▶ _Given instruction_:
Collect each line of the rows below that contains the string "wearing", and treat matching as case-sensitive.

▶ _Stored data entries_:
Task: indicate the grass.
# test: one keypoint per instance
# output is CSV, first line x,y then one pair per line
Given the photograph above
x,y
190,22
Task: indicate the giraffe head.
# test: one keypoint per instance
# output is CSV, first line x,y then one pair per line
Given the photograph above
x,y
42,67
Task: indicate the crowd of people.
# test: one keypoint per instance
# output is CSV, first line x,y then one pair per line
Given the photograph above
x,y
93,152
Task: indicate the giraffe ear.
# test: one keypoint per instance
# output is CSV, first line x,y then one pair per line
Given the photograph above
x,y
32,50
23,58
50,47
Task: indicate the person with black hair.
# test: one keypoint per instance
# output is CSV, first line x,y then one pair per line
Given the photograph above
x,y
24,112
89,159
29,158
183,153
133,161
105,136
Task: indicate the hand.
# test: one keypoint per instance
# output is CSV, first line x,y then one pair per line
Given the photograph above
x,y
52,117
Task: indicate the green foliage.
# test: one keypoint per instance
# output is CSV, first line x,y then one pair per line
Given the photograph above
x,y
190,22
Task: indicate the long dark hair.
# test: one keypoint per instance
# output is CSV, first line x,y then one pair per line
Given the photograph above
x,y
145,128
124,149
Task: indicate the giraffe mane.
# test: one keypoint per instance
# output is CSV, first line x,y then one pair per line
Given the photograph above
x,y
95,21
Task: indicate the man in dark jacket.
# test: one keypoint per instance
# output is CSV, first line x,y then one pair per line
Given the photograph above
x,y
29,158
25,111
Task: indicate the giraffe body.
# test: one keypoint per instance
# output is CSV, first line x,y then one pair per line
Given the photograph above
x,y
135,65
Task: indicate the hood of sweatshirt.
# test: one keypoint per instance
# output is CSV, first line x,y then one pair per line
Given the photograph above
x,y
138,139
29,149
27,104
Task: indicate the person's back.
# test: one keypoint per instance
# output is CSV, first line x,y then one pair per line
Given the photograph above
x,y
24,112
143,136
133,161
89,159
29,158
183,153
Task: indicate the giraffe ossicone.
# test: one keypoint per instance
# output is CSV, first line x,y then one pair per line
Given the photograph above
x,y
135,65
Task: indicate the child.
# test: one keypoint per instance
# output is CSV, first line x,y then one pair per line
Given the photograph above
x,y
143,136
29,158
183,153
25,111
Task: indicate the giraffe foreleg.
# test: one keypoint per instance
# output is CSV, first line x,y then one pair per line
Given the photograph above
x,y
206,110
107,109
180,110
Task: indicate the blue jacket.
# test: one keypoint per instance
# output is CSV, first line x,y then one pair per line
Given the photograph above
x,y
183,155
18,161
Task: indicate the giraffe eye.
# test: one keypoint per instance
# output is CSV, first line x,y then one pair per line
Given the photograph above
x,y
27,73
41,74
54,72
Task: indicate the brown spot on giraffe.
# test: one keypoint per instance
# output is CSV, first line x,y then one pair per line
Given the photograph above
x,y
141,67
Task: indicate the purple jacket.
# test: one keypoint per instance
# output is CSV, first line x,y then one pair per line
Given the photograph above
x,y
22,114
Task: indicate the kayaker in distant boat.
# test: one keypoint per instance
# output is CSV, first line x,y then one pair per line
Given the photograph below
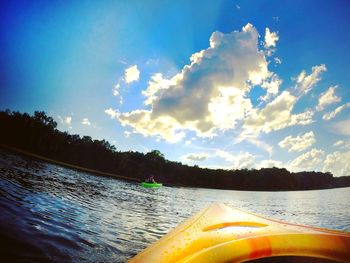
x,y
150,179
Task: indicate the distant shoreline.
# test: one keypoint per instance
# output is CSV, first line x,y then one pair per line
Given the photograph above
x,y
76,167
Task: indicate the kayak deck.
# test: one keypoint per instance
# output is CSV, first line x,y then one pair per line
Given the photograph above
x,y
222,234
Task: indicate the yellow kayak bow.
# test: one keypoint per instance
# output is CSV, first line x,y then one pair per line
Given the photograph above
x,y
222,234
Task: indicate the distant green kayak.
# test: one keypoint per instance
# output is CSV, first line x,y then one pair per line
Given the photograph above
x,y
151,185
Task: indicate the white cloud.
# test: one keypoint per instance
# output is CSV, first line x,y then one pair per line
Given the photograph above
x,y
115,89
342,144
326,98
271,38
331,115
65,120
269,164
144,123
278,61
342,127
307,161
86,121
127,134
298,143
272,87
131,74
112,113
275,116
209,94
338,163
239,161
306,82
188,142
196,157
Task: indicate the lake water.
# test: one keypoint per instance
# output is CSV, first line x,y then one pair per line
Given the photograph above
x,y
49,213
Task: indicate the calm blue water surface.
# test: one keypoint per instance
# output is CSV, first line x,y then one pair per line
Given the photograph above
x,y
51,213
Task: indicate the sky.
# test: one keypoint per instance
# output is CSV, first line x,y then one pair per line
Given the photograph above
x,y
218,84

---

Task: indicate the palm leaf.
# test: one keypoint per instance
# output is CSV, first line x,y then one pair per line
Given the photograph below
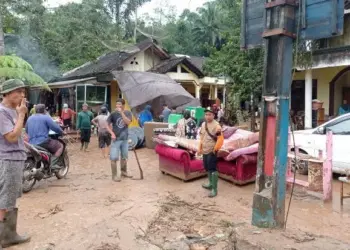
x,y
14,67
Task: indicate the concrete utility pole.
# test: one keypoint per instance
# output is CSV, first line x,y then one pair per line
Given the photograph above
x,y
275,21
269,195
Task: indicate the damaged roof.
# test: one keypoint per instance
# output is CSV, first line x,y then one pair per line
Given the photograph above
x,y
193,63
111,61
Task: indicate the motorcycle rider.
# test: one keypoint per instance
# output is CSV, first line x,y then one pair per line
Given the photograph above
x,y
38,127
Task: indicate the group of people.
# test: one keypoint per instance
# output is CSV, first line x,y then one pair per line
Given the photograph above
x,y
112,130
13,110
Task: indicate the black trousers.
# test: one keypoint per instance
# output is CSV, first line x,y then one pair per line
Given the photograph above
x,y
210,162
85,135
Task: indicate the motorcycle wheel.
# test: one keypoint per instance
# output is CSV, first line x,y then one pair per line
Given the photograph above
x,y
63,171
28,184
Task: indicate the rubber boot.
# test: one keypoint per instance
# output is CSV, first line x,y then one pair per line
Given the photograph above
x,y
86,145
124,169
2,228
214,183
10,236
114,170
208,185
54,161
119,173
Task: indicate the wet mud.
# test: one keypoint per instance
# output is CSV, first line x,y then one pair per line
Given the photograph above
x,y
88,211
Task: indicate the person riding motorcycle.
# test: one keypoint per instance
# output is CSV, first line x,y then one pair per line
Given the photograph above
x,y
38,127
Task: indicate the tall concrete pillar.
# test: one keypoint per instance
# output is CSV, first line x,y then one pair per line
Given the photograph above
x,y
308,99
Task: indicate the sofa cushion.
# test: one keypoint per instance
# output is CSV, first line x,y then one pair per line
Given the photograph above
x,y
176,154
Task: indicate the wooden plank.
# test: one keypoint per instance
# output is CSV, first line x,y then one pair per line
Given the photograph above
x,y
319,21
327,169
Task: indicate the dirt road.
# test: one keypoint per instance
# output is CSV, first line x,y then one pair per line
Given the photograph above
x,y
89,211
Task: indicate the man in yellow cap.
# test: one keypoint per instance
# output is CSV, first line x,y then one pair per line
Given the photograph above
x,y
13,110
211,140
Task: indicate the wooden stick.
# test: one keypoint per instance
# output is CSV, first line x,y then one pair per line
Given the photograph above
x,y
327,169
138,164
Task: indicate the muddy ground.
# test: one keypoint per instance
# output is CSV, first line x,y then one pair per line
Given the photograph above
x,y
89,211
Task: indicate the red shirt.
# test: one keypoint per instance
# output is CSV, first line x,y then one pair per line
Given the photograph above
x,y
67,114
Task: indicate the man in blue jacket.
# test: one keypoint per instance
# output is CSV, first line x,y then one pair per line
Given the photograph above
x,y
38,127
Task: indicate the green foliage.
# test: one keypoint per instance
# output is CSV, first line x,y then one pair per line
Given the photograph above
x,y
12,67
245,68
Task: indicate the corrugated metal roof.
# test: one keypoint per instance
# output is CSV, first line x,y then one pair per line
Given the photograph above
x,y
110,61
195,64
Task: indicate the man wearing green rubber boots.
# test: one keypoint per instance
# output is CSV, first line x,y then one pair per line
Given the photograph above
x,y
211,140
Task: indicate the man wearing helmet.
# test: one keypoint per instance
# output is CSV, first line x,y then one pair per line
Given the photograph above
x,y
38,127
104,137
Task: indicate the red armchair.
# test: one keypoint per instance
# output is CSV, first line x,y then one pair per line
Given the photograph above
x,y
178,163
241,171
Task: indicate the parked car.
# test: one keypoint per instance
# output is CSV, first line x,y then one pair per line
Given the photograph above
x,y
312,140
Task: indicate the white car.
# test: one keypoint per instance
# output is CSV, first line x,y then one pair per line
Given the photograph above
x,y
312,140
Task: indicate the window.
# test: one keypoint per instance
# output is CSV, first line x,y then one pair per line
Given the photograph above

▶ _Answer_:
Task: indicate the man wearing green rubber boots.
Task: indicate the man wearing helmet.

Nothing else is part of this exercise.